2

I have a function that I have used a bunch of times in various files which has a signature like:

Translate("English Message", "Spanish Message", "French Message")

and I am wanting to pull out the English, Spanish and French messages and then output them into a csv so that people who actually know these languages can tell me what I SHOULD have put in there.

Anyway, what I am running into is that some French and Spanish messages don't show up because of the accented characters and single quotes.

This is a vb.net program.

Edit

There was no problem with the language, my issue was actually the regular expression and my complete lack of understanding regular expressions.

Anthony Potts
  • 8,842
  • 8
  • 41
  • 56
  • 3
    What (programming) languages? – kennytm Feb 23 '10 at 13:43
  • 1
    While you're at it, you should make the program *read* from these CSV files (or use a standard localization/globalization/whatever solution). Keeping translations in code is a very, very bad idea. – Instance Hunter Feb 23 '10 at 13:46
  • -1 for not specifying the environment/language in use. If you're not aware of UTF-8 and Unicode by now then it's time to learn. – PP. Feb 23 '10 at 13:48
  • @Daniel I am definitely moving these off to a file, but my thought was that I can make the translations in code and then change the method out for another that accessed a file instead. – Anthony Potts Feb 23 '10 at 13:52
  • @PP Thanks, it's good to see that people are understanding of people who NEVER deal with something and then ask questions. – Anthony Potts Feb 23 '10 at 13:53

2 Answers2

1

Depends on the regex library you are using. Sane regex implementations use UTF-8 and have no such problems, but more details would be helpful about what lang you are using, what regex library etc.

anselm
  • 792
  • 1
  • 8
  • 21
1

If there is a DOTALL flag in your language's regex implementation, you might want to set it.

Alternatively, change the regex to capture a negated character class instead, like so:

([^your_delimiter]*?)

with your_delimiter being the character(s) immediately succeeding the string that you want to capture.

See this for further discussion:

http://en.wikipedia.org/wiki/Regular_expression#Unicode

nikola
  • 2,241
  • 4
  • 30
  • 42

PROVIDED DATA ::

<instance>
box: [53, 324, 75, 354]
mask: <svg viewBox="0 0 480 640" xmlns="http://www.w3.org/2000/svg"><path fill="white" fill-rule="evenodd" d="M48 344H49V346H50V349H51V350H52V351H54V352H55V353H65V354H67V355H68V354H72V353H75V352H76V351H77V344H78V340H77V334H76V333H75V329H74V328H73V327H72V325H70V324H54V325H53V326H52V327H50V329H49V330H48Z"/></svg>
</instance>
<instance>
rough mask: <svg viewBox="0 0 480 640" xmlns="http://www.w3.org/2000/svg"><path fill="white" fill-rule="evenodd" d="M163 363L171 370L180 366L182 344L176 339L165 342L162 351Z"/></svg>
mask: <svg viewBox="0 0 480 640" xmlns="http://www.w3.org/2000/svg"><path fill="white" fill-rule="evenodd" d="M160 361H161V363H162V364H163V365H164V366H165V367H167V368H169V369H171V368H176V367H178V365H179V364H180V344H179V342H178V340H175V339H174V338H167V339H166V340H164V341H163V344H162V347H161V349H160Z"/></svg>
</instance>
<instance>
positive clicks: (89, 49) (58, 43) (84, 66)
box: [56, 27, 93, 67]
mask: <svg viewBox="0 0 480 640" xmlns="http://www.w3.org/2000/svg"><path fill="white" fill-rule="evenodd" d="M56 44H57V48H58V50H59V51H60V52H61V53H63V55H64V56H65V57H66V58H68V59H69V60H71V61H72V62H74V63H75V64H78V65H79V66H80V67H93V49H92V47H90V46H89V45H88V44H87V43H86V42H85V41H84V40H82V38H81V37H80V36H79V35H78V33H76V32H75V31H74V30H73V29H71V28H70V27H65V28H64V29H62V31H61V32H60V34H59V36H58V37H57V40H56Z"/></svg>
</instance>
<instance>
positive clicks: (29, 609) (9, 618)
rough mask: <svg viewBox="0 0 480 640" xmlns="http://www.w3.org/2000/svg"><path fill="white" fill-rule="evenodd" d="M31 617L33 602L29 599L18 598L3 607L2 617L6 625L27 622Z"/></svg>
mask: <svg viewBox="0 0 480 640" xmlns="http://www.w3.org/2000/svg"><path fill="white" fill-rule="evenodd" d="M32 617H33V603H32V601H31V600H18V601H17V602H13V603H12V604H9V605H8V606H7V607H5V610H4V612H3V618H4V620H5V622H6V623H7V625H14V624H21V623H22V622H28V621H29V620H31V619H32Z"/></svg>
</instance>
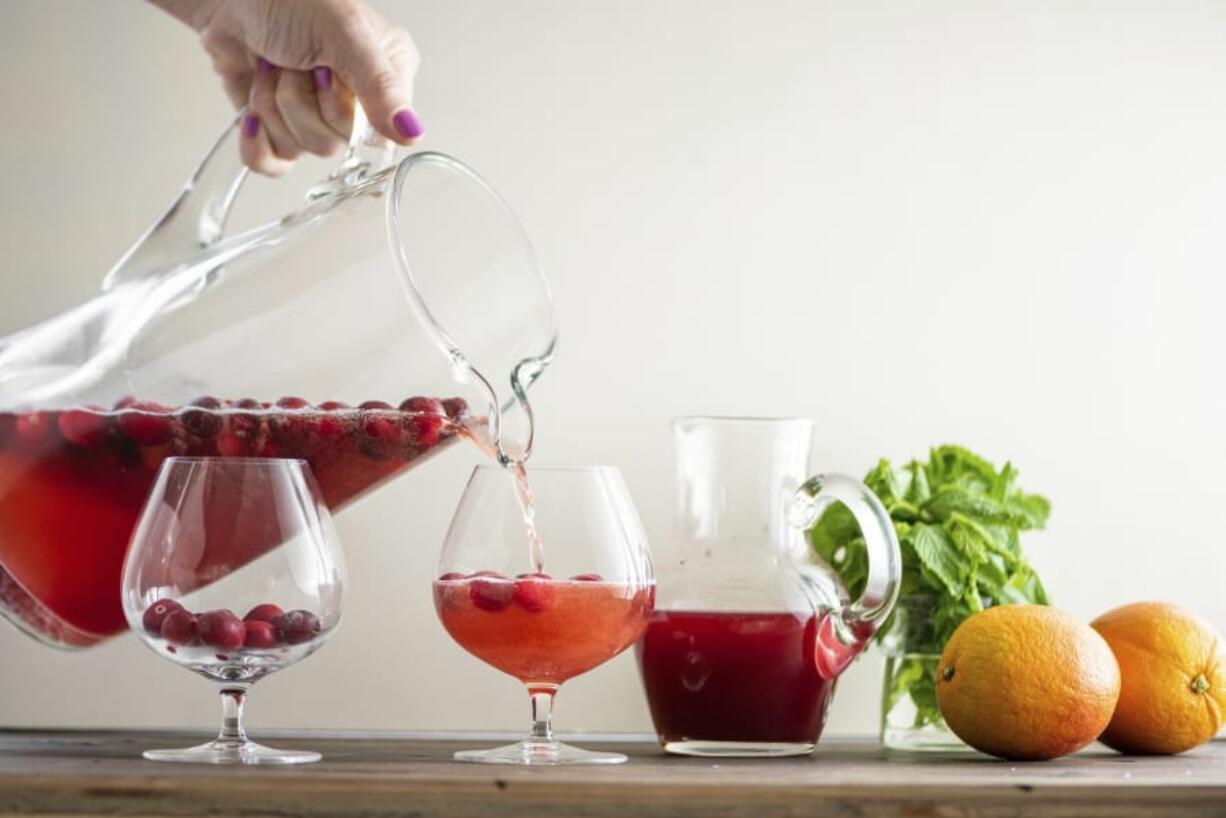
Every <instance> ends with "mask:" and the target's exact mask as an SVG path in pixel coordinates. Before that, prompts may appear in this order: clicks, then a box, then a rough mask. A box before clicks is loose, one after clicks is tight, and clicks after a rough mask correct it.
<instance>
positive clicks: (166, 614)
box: [162, 608, 199, 645]
mask: <svg viewBox="0 0 1226 818" xmlns="http://www.w3.org/2000/svg"><path fill="white" fill-rule="evenodd" d="M197 629H199V624H197V622H196V616H195V614H194V613H191V612H190V611H184V610H183V608H179V610H178V611H172V612H170V613H168V614H166V619H163V621H162V638H163V639H166V640H167V641H173V643H174V644H177V645H190V644H191V643H194V641H196V632H197Z"/></svg>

STUDY QUESTIONS ::
(a) According to the edit in the forum thread, what was the actual cause of the asker's problem?
(b) Transcribe the part of the forum thread starting with "Anyway, what I" and going on through "a vb.net program.".

SOLUTIONS BELOW ::
(a) The regular expression, along with the asker's lack of understanding of regular expressions, not the language.

(b)
Anyway, what I am running into is that some French and Spanish messages don't show up because of the accented characters and single quotes.

This is a vb.net program.